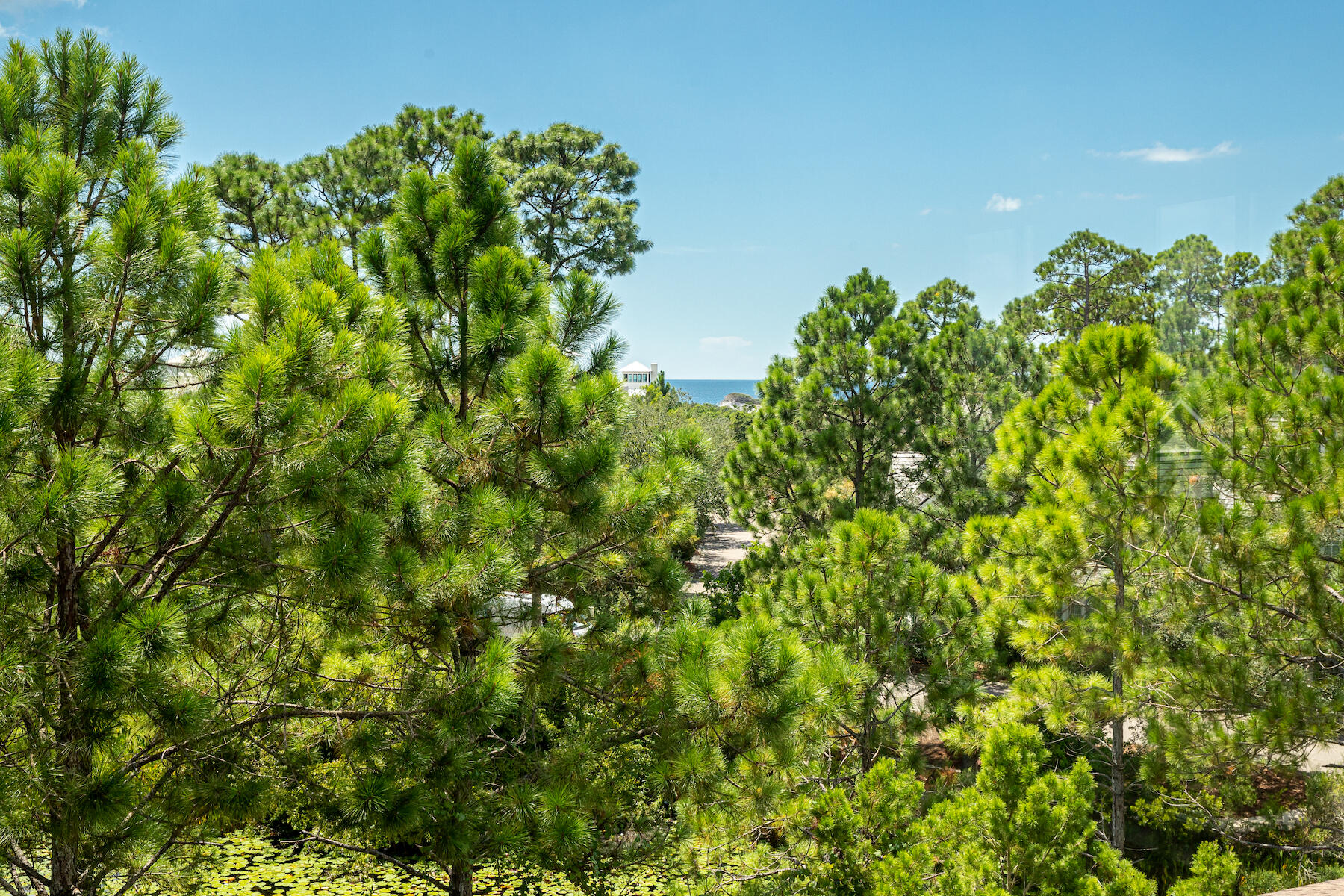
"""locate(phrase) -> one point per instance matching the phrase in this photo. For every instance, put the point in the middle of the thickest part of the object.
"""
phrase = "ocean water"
(712, 391)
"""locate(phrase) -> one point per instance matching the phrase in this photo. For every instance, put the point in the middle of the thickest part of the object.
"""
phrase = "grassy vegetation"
(249, 864)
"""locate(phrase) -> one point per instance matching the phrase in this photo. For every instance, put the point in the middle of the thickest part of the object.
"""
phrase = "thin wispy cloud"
(1003, 203)
(19, 6)
(1162, 153)
(722, 343)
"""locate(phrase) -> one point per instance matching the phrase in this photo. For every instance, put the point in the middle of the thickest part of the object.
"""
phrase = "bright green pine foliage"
(574, 196)
(156, 541)
(1070, 581)
(1083, 281)
(903, 633)
(429, 137)
(502, 736)
(1263, 564)
(1018, 828)
(971, 375)
(820, 444)
(347, 190)
(1021, 829)
(258, 206)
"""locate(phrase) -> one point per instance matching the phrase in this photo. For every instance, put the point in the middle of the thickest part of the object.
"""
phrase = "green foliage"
(1216, 872)
(820, 445)
(1068, 581)
(1018, 829)
(175, 489)
(900, 635)
(574, 196)
(1088, 280)
(659, 420)
(258, 206)
(571, 190)
(971, 374)
(1261, 566)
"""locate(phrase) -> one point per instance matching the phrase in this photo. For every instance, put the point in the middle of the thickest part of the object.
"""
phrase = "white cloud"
(19, 6)
(1163, 153)
(722, 343)
(1003, 203)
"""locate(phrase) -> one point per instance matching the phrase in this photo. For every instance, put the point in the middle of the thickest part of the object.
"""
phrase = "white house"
(635, 376)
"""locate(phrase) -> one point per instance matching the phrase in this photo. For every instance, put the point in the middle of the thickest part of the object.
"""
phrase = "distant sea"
(712, 391)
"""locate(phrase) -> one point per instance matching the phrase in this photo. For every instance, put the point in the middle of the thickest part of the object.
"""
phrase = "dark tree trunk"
(460, 880)
(74, 758)
(1117, 731)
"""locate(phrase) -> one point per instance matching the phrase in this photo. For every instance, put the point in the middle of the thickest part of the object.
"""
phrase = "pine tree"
(523, 527)
(821, 444)
(1261, 568)
(1086, 280)
(971, 375)
(1189, 279)
(574, 196)
(907, 633)
(159, 543)
(1070, 579)
(429, 137)
(349, 190)
(1290, 249)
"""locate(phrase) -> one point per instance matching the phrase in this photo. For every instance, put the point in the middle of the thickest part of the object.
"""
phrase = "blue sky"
(785, 146)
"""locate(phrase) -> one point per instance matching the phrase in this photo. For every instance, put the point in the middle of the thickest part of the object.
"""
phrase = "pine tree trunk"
(1117, 777)
(63, 813)
(1117, 729)
(460, 880)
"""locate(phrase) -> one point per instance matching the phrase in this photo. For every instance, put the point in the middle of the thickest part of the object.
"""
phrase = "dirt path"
(725, 543)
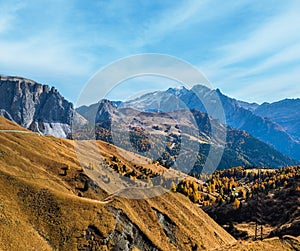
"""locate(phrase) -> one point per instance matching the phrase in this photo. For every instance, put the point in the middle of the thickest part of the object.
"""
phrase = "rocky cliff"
(36, 107)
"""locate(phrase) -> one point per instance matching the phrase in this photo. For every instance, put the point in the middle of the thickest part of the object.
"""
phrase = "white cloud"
(276, 33)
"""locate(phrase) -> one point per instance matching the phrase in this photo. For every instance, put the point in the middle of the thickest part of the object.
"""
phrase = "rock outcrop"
(36, 107)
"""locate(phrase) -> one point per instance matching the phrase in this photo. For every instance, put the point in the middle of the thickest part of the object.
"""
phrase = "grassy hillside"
(40, 208)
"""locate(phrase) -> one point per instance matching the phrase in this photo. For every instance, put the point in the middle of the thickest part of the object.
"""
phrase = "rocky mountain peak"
(35, 106)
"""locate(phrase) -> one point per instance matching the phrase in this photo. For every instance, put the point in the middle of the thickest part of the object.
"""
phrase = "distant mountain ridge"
(240, 115)
(241, 149)
(36, 107)
(285, 113)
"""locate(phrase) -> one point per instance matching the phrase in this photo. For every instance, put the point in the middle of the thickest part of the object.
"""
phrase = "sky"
(248, 49)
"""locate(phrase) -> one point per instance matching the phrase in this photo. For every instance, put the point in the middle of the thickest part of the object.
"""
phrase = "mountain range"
(36, 107)
(43, 109)
(276, 124)
(172, 134)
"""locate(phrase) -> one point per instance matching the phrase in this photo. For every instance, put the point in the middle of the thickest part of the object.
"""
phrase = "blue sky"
(248, 49)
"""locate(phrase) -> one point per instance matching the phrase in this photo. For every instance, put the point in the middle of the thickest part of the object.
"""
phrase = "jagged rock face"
(35, 106)
(276, 129)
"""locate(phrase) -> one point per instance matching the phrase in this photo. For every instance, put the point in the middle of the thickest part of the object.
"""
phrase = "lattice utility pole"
(259, 211)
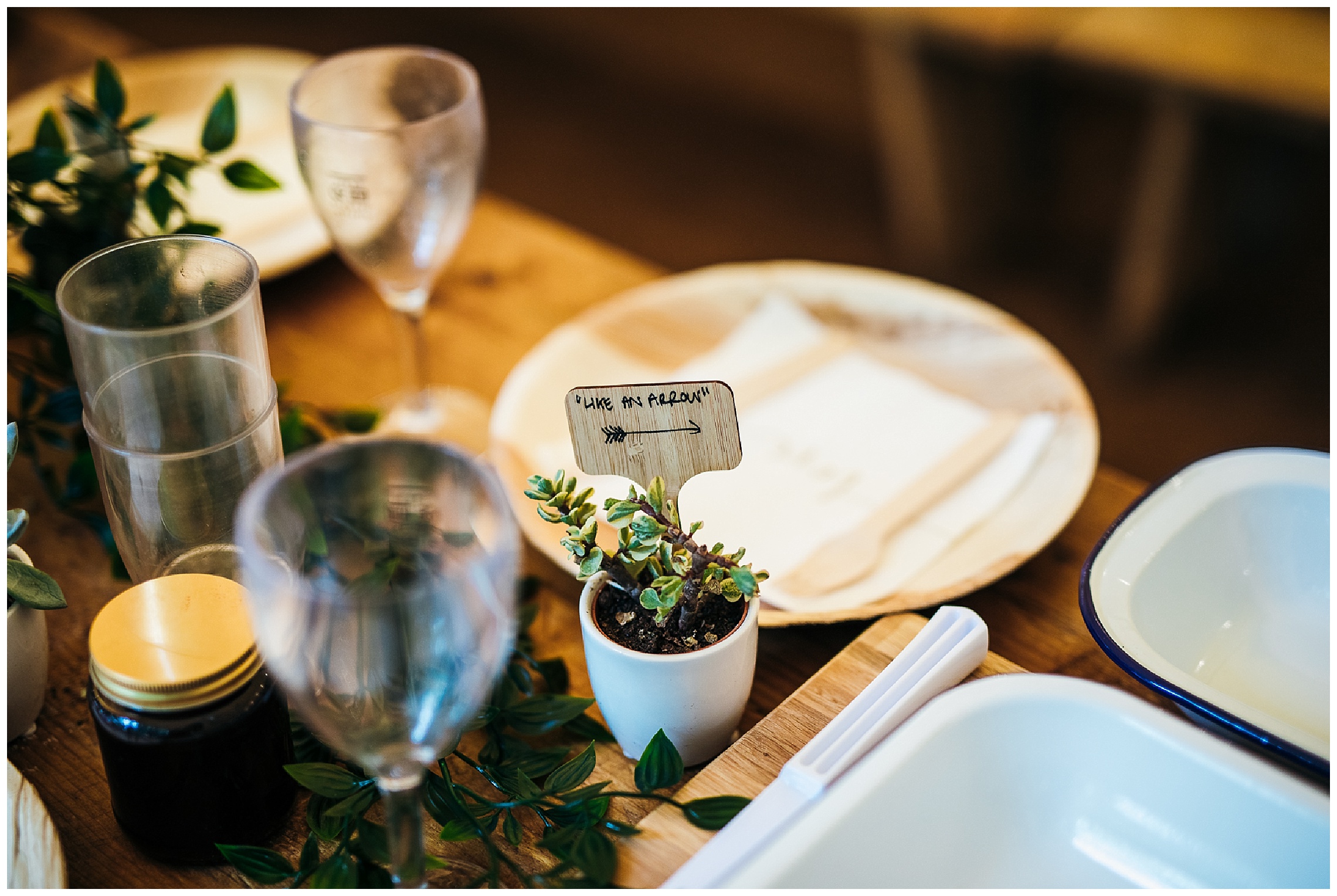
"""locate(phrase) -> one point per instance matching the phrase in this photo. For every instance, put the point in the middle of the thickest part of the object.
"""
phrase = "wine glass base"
(450, 413)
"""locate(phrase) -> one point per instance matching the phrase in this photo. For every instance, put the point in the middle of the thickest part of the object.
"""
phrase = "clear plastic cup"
(168, 342)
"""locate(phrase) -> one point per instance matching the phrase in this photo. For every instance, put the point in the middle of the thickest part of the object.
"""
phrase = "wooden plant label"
(647, 430)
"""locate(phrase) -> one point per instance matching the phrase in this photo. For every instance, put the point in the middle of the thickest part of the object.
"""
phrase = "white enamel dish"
(1050, 782)
(1214, 590)
(279, 228)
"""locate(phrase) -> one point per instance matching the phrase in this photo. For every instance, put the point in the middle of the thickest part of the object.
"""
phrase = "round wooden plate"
(35, 855)
(279, 228)
(952, 340)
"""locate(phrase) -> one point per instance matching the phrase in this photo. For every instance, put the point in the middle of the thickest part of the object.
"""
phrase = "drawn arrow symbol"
(617, 435)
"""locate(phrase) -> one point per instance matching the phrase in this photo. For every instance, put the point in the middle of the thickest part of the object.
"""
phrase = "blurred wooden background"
(1149, 189)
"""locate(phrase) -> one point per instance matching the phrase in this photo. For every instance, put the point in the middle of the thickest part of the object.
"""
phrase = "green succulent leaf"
(32, 588)
(591, 564)
(713, 813)
(260, 864)
(327, 779)
(656, 494)
(541, 714)
(660, 765)
(571, 775)
(336, 873)
(595, 855)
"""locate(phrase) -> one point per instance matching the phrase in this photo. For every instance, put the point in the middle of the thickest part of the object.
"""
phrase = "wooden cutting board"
(755, 760)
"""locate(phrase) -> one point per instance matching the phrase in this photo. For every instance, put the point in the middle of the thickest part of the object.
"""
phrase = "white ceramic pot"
(27, 661)
(697, 698)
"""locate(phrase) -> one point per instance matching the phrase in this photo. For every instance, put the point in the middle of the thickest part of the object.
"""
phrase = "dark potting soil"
(638, 632)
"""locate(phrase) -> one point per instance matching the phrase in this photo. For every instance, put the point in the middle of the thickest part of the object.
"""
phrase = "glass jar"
(193, 731)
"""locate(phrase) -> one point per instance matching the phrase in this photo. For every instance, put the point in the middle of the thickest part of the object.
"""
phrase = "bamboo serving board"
(755, 760)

= = = =

Quote the preceding records in their entirety, excluding every picture.

_Result below_
"""locate(phrase) -> one point per instance matching the phrase in this photo. For every instance, put the point in the middle of the thickest part of the object.
"""
phrase = "ocean water"
(712, 391)
"""locate(phrase) -> one point per instance matching the phrase in this photo. For every instance, put the point in the middle of the thickest part of the object.
"""
phrase = "grassy vegetation"
(249, 864)
"""locate(phrase) -> one point per instance matching the phrase in this photo. For every instance, put the point in the middle of the thickest part of the object.
"""
phrase = "thin wispy cloud"
(1003, 203)
(19, 6)
(1162, 153)
(722, 343)
"""locate(phrase) -> one point per instance matching the phrase in this photo. For every instance, put the point in the middle of the thickest part of the object.
"""
phrase = "bright green pine foliage"
(574, 196)
(156, 541)
(1070, 581)
(1083, 281)
(903, 633)
(429, 137)
(502, 736)
(1263, 564)
(1018, 828)
(971, 375)
(820, 444)
(347, 190)
(1021, 829)
(258, 206)
"""locate(phrase) -> one point per instance matching the phrase in this photo. For every instance, put the point in the middle of the thickest part of the object.
"""
phrase = "green foliage"
(1216, 872)
(820, 445)
(1068, 581)
(1018, 829)
(175, 489)
(900, 635)
(574, 196)
(1088, 280)
(659, 420)
(258, 206)
(571, 190)
(971, 374)
(1261, 566)
"""locate(phrase) -> one point per instance matching the phrase in this photo. For every instance, put the point in the middle of the thickest part of the object.
"""
phrase = "white cloud"
(19, 6)
(1163, 153)
(722, 343)
(1003, 203)
"""locate(phrase) -> one point per instance matching the phrase in this photo. For every instance, put the point in the middle of the thickest part of the object.
"""
phrase = "white house"
(635, 376)
"""locate(phrase) -> one point per instance matching the phrase in this photo. For every instance, put the point in the middle of the thickest part of the object.
"""
phrase = "distant sea"
(712, 391)
"""locate(phrase) -> one point per instance matching the phrase in this photo. For every instance, put the point in the middle of the thickest part of the object.
"""
phrase = "dark tree trunk"
(460, 880)
(74, 758)
(1117, 731)
"""locate(phrase) -> one point per instance matching the phrase in this photo. For every instance, put the point in the middle of the thickest part of the object.
"""
phrase = "pine tree"
(523, 527)
(821, 444)
(1261, 568)
(1086, 280)
(971, 375)
(1189, 279)
(574, 196)
(907, 633)
(159, 543)
(1070, 579)
(429, 137)
(349, 190)
(1290, 249)
"""locate(phrase) -> one point per instance matching the phrase in this photo. For every instance, put the point in the middle of the thickest part of the object.
"""
phrase = "blue sky"
(785, 146)
"""locate(phrase) -> one point per instance matching the phrase in this photo. For every instance, put the point in the middle of the thickest part of the object.
"""
phrase = "pine tree trunk"
(1117, 777)
(63, 813)
(1117, 729)
(460, 880)
"""locate(phrase) -> one point per instance matching the phrase in this photo. For every instance, put the point in the middle of the thickest part of the object.
"""
phrase = "dirt path"
(725, 543)
"""locate(phrase) -> one point per instance matching the phrase in this photo. For every instance, put the point in the middle of the thickest part of the object.
"""
phrase = "rocky cliff"
(36, 107)
"""locate(phrase) -> one point per instance matching the phrase in this photo. For every instance, put the point in the middle of the thickest part of the object.
"""
phrase = "white cloud"
(276, 33)
"""locate(phrase) -> one point per instance matching the phrase in this photo. For every instance, put the point in the middle of the thickest part of the object.
"""
phrase = "rock outcrop"
(36, 107)
"""locate(phrase) -> one point per instance matching the phrase in this photo. For every instance, put the point in the middle of the thickest part of the object.
"""
phrase = "grassy hillside"
(40, 208)
"""locate(phrase) -> one point per instance matching the phrase in this photo. For every instance, put the point in the middle of the thickest part of the object.
"""
phrase = "rocky mountain peak"
(35, 106)
"""locate(phrase) -> one point per instance matching the phrase in this photo. For every instance, put the point in the middle of the thickest part of the object.
"""
phrase = "distant mountain ridge"
(240, 115)
(241, 149)
(36, 107)
(285, 113)
"""locate(phrase) -> one point per instance matching the phrase in this photo. For every instance, put the point in the middle of the thickest part of the object.
"""
phrase = "sky"
(248, 49)
"""locate(phrase) -> one point per instance matching the phrase in this photo. For every instance, put the point in the middle of the thickest part of the object.
"""
phrase = "mountain range"
(36, 107)
(43, 109)
(276, 124)
(172, 134)
"""locate(phrase) -> one point per instance matching the phrase in this photo. For every instance, put the point in the middle of the thickest part of the object.
"""
phrase = "blue sky"
(248, 49)
"""locate(phrase) -> one point per instance matching the phrase in this photo. For every instance, put the point in the middle of the thickest part of the object.
"""
phrase = "jagged rock face"
(35, 106)
(276, 129)
"""locate(phrase) -> one point per instance matching the phrase in this photo. For every instance, put the point in the middle of the thickest part of the object.
"""
phrase = "lattice utility pole"
(259, 211)
"""locate(phrase) -> one point per instance matching the phrase in this photo. For every instance, put the point in the middle of the thickest part of the object.
"""
phrase = "wine glass base"
(450, 413)
"""locate(phrase) -> one point per instance matching the phrase in this photo. For every instance, put the point in the middle of the thickest part of the object.
"""
phrase = "clear plastic cup"
(168, 342)
"""locate(phrase) -> one point per instance matching the phrase in this photo. For every instance, put the point in the middle of the thickest part of the object.
"""
phrase = "wooden plant label"
(647, 430)
"""locate(phrase) -> one point per instance matching the phrase in this photo. For every instance, put the point in the middle of the thickest part of the object.
"""
phrase = "white enamel dish"
(1050, 782)
(1214, 590)
(279, 228)
"""locate(phrase) -> one point per instance matching the phrase in this photo. For every instance, put the point in the middle of the thickest part of the object.
"""
phrase = "round wooden plate"
(35, 855)
(279, 228)
(952, 340)
"""locate(phrase) -> one point per instance matching the phrase in this photo. For every instance, put the point in the middle of the thickest part of the object.
"""
phrase = "drawn arrow symbol"
(617, 435)
"""locate(phrase) -> one point per instance matching the phrase in this photo. For every instance, put the point in the middle of the thickest part of the object.
"""
phrase = "blurred wooden background"
(1149, 189)
"""locate(phrase) -> one point per instance matching the phrase in this photo. For every instance, put the point in the middle of the thickest part of the object.
"""
phrase = "green succulent leaf"
(32, 588)
(591, 564)
(713, 813)
(260, 864)
(327, 779)
(656, 494)
(541, 714)
(660, 765)
(571, 775)
(336, 873)
(595, 855)
"""locate(phrase) -> one point per instance matching the phrase in this photo. For every instance, put the point in the middle of the thickest part of the object.
"""
phrase = "wooden cutting board"
(755, 760)
"""locate(phrase) -> one point per instance matching the phrase in this photo. For every instance, put the point in the middle of the thickest part of the object.
"""
phrase = "white ceramic pot"
(27, 661)
(697, 698)
"""locate(phrase) -> one point per instance matching the phrase in this photo. For every instance, put the point in the middle of the thickest part of the object.
"""
phrase = "dark potting soil"
(638, 632)
"""locate(phrase) -> one point per instance matching the phrase in this photo. For every instance, put the point in the middle of the thickest part of the object.
"""
phrase = "glass jar"
(193, 731)
"""locate(phrase) -> one point per instance matching the phrase in this photo. For every instance, put the point in the middle of the thickest part of the object.
"""
phrase = "bamboo serving board"
(755, 760)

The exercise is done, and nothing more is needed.